Start of Records for the task

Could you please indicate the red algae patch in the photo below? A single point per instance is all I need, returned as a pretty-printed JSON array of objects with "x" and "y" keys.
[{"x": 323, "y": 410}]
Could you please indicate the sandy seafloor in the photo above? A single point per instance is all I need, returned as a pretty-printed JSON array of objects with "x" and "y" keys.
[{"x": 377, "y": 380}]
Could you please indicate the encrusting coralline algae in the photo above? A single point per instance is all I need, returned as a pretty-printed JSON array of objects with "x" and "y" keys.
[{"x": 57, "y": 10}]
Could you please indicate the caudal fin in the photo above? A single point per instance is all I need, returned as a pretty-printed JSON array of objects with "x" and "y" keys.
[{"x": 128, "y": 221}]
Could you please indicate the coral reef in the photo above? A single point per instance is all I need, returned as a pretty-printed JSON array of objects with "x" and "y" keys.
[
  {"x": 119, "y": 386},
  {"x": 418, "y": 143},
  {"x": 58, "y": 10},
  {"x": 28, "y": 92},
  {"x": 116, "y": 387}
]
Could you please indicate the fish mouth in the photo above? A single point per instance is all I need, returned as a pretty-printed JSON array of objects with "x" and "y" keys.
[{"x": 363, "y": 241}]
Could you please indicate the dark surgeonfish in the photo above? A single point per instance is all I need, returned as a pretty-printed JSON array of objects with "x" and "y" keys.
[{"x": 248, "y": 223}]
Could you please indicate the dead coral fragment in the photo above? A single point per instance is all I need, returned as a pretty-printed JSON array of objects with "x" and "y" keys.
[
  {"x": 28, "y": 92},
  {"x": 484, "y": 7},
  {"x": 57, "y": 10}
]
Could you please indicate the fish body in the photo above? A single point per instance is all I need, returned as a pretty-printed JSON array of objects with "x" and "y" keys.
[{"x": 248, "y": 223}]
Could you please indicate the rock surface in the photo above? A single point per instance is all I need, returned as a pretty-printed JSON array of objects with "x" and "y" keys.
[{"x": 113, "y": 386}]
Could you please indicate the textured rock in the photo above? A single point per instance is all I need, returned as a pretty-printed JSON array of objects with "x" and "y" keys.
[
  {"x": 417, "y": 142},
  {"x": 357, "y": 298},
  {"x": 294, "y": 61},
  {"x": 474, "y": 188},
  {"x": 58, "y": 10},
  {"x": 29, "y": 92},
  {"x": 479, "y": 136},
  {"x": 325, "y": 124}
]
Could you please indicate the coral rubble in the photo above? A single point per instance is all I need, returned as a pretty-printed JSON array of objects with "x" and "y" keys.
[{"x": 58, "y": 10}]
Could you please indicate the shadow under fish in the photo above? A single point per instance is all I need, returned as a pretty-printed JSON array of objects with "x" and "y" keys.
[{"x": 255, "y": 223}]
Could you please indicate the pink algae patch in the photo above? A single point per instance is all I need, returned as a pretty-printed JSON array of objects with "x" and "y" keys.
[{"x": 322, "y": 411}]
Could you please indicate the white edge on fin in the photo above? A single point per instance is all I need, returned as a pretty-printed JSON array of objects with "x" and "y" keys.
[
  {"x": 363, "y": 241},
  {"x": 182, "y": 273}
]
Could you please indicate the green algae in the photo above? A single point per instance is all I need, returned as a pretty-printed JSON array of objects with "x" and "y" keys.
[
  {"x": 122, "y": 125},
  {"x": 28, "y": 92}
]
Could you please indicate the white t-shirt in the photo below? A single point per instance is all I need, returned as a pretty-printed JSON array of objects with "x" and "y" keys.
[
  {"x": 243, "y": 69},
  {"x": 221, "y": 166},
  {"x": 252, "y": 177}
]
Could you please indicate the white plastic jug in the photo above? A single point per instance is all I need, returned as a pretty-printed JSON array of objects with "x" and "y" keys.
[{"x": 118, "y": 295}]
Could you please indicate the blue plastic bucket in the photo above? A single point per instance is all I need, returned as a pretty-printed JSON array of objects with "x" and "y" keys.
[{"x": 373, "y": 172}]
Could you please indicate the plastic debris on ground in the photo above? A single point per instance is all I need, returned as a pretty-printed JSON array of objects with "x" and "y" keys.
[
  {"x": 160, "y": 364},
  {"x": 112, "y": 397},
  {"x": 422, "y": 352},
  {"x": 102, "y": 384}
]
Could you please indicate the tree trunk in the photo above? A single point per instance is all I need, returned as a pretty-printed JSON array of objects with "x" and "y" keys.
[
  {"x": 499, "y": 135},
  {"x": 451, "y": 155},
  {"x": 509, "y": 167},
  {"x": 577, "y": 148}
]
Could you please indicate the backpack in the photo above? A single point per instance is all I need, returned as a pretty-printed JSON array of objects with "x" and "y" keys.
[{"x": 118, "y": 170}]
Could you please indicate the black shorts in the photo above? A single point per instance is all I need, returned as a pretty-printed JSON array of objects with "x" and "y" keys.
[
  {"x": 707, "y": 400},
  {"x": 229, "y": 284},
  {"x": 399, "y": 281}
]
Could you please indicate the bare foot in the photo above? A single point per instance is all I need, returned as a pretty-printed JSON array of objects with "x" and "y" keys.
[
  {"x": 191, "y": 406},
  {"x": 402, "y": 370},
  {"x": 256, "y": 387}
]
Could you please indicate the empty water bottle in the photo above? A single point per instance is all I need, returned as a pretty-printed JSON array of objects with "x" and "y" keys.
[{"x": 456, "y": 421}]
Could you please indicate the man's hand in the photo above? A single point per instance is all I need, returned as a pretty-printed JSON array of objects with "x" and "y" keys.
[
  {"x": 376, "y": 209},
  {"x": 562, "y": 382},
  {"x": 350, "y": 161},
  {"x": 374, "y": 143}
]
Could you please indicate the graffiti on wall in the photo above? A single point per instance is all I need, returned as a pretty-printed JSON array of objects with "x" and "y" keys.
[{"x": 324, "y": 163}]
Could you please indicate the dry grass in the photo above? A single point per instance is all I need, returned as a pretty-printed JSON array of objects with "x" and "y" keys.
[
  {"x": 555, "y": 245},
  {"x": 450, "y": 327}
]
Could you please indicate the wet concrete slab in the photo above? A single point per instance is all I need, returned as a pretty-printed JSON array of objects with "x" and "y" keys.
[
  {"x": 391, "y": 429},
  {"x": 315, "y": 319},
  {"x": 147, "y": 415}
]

End of Records for the task

**What you are asked to do**
Each entry above needs to be retyped exactly.

**Exercise solution**
Could you please indicate the red algae patch in the photo below? A single point per instance is all I need, returned as a pretty-printed JSON array of objects with "x" and "y" keys.
[{"x": 323, "y": 410}]
Could you please indicate the sandy seafloor in the photo above? A single point per instance is all I need, returned as a pretty-printed JSON array of objects with "x" and "y" keys.
[{"x": 377, "y": 380}]
Could you please indicate the encrusting coralline algae in the photo above? A single point per instance is all I need, returned as a pretty-printed JSON array of objects with "x" and "y" keys.
[{"x": 57, "y": 10}]
Could you please indicate the caudal fin in the photo above? A single point per instance is all I need, returned as a pretty-printed JSON array of objects with "x" and "y" keys.
[{"x": 128, "y": 221}]
Could you please indicate the coral reef in the photo above? A single point per instance is all I need, returned as a pretty-printed JSON array of objects with "x" and "y" keys.
[
  {"x": 119, "y": 386},
  {"x": 418, "y": 143},
  {"x": 58, "y": 10},
  {"x": 28, "y": 92},
  {"x": 116, "y": 387}
]
Could you please indicate the fish mouth in the photo above? A single point per instance is all I need, returned as a pretty-printed JSON array of objects with "x" and "y" keys.
[{"x": 363, "y": 241}]
Could you please indicate the dark surgeonfish in the photo above? A single point per instance is all I need, returned as a pretty-printed JSON array of objects with "x" and "y" keys.
[{"x": 248, "y": 223}]
Could you please indicate the dead coral fragment in the photo above? A single point per instance is all I need, returned as a pretty-printed JSON array of objects with "x" and "y" keys.
[
  {"x": 28, "y": 92},
  {"x": 484, "y": 7},
  {"x": 57, "y": 10}
]
Could you please indicate the fish body in the photo above? A single point per instance is all I need, returned as a pretty-printed JSON array of objects with "x" and "y" keys.
[{"x": 248, "y": 223}]
Could you please indicate the rock surface in the photo above? A single point per instance is all I need, returned as a pretty-printed JSON array of objects with "x" and "y" keys.
[{"x": 113, "y": 386}]
Could you please indicate the textured rock in the photo above? A single point per instance is all I need, returned as a pretty-printed JSON array of objects with "x" and "y" keys.
[
  {"x": 417, "y": 142},
  {"x": 357, "y": 298},
  {"x": 294, "y": 61},
  {"x": 474, "y": 188},
  {"x": 58, "y": 10},
  {"x": 29, "y": 92},
  {"x": 479, "y": 136},
  {"x": 325, "y": 124}
]
Could you please indicate the coral rubble in the photo above? A single point per instance is all I need, returned as a pretty-printed JSON array of objects with "x" and "y" keys.
[{"x": 58, "y": 10}]
Could you please indicate the shadow under fish in the photo above? A single point per instance is all I need, returned as a pretty-printed JSON array of objects with "x" and "y" keys.
[{"x": 255, "y": 223}]
Could you please indicate the pink algae patch in the photo above? A single point per instance is all I need, returned as a pretty-printed JSON array of objects with "x" and "y" keys.
[{"x": 322, "y": 411}]
Could you please indicate the white edge on fin in the photo above? A single point per instance is all I need, returned as a pretty-printed JSON array of objects with "x" and "y" keys.
[
  {"x": 363, "y": 241},
  {"x": 182, "y": 273}
]
Could you please indicate the green algae in the photo above? A single point per instance is all I need, returned as a pretty-printed JSON array of objects with "x" and "y" keys.
[
  {"x": 122, "y": 125},
  {"x": 28, "y": 92}
]
Could you please indicate the white t-shirt in the photo below? A single point per instance is all I need, returned as a pretty-printed JSON array of objects with "x" and "y" keys.
[
  {"x": 243, "y": 69},
  {"x": 221, "y": 166},
  {"x": 252, "y": 177}
]
Could you please indicate the white plastic jug in the photo above? A single point per instance is all I need, returned as a pretty-printed JSON array of objects with "x" and "y" keys.
[{"x": 118, "y": 295}]
Could you please indicate the blue plastic bucket in the photo above? A single point per instance is all I need, returned as a pretty-printed JSON array of objects with "x" and "y" keys.
[{"x": 373, "y": 172}]
Could you please indicate the plastic debris on ground in the photo above? A single point per instance is all I need, returned as a pretty-printed JSON array of objects with "x" and "y" keys.
[
  {"x": 160, "y": 364},
  {"x": 112, "y": 397},
  {"x": 422, "y": 352},
  {"x": 102, "y": 384}
]
Could you please indicate the tree trunk in the photo above? A single point per instance is all I need, returned as a pretty-printed JSON array of objects with "x" and "y" keys.
[
  {"x": 499, "y": 135},
  {"x": 451, "y": 155},
  {"x": 509, "y": 167},
  {"x": 577, "y": 148}
]
Could you please indicate the backpack in the photo above? A single point per instance is all I need, returned as a pretty-printed JSON array of objects with "x" and "y" keys.
[{"x": 118, "y": 170}]
Could you please indicate the black shorts in the photo above? A single point per instance is all I need, returned as a pretty-printed JSON array of objects with "x" and "y" keys.
[
  {"x": 707, "y": 400},
  {"x": 229, "y": 284},
  {"x": 399, "y": 281}
]
Could you please indicate the bare foot in the photo above? A single point per instance is all I need, returned as a pretty-printed JSON array of objects with "x" and "y" keys.
[
  {"x": 191, "y": 406},
  {"x": 402, "y": 370},
  {"x": 256, "y": 387}
]
Could you please indicate the empty water bottle in the photo above? A single point per instance is all I need, returned as a pretty-printed JSON array of objects with "x" and "y" keys.
[{"x": 456, "y": 421}]
Could you please indicate the man's hand in the photo above? A single point per instance is all I need, returned as a pretty-printed JSON array of objects with "x" and "y" keys.
[
  {"x": 376, "y": 209},
  {"x": 562, "y": 382},
  {"x": 350, "y": 161},
  {"x": 374, "y": 143}
]
Could you please indicate the graffiti on wall in the photo above? A single point per instance is all I need, returned as a pretty-printed JSON array of objects with "x" and "y" keys.
[{"x": 324, "y": 163}]
Could you please indicate the dry grass in the photo above? A single point per instance is all I need, returned as a pretty-printed JSON array of objects with "x" and "y" keys.
[
  {"x": 555, "y": 245},
  {"x": 450, "y": 327}
]
Could you please indicate the wet concrete slab in the photo above? A single point per instance is all I need, returned as a pretty-printed JSON array of objects with "x" and "y" keys.
[
  {"x": 391, "y": 429},
  {"x": 315, "y": 319},
  {"x": 147, "y": 415}
]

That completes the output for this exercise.